El crepúsculo de los ídolos, El anticristo y Ecce Horno fueron escritos en los últi­mos meses en Turín. Nietzsche debió ha­ber trabajado a un ritmo febril. El sentido de su precipitación exaltada es una de las cosas por las que es tan emocionante leer estos libros: al seguir la línea fundida de su pensamiento tenemos la impresión de que somos nosotros los que estamos pen­sando. Es poeta al igual que filósofo, y sus argumentos nos convencen -si lo hacen­- tanto por la fuerza y la elegancia de su len­guaje como por el rigor de su pensamien­to. En El crepúsculo de los ídolos planteó como su ambición "decir en diez frases lo que todos los demás dicen en un libro -lo que nadie dice en un libro ...


Sus últimas cartas son conmovedoras en la medida que se mueven con paso va­cilante entre pedidos ahogados de ayuda y fanfarronadas patéticas. El fin estaba cer­ca. Empezó a tener dificultades para escri­bir, hasta tal punto que sólo su madre podía leer su letra. No había, como KIeist había dicho refiriéndose a sí mismo, nin­guna ayuda para él en esta tierra. Sufría ataques agotadores de llanto, acompaña­dos por temblores y muecas faciales. Se ocultó en su cuarto de la vía Carlo Alberto, observando cómo se volvía más crudo el invierno. Llegó y pasó Navidad, y el 3 de enero en la vía Po se abrazó al rocín de un cochero y se desplomó sobre el pavimen­to. Ya habían llamado a la policía cuando llegó su amable casero Davide Fino. Nietzsche lo reconoció y Fino lo llevó a su casa, donde deliró, despotricó y bailó des­nudo en la bacanal privada de su locura.

▶ _PROBLEMA_: Transcribe el pasaje del fragmento sobre los últimos meses de Nietzsche en Turín que empieza en "Sus últimas cartas" y termina en "de su locura.".

▶ _DATOS_:
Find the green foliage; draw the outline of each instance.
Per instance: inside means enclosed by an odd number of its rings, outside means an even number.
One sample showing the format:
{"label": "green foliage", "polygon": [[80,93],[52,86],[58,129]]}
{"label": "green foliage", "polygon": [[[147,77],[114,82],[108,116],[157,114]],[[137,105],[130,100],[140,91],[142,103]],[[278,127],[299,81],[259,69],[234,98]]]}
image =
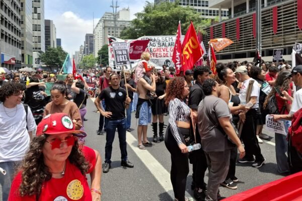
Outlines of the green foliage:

▶ _SOLUCIÓN_:
Sus últimas cartas son conmovedoras en la medida que se mueven con paso va­cilante entre pedidos ahogados de ayuda y fanfarronadas patéticas. El fin estaba cer­ca. Empezó a tener dificultades para escri­bir, hasta tal punto que sólo su madre podía leer su letra. No había, como KIeist había dicho refiriéndose a sí mismo, nin­guna ayuda para él en esta tierra. Sufría ataques agotadores de llanto, acompaña­dos por temblores y muecas faciales. Se ocultó en su cuarto de la vía Carlo Alberto, observando cómo se volvía más crudo el invierno. Llegó y pasó Navidad, y el 3 de enero en la vía Po se abrazó al rocín de un cochero y se desplomó sobre el pavimen­to. Ya habían llamado a la policía cuando llegó su amable casero Davide Fino. Nietzsche lo reconoció y Fino lo llevó a su casa, donde deliró, despotricó y bailó des­nudo en la bacanal privada de su locura.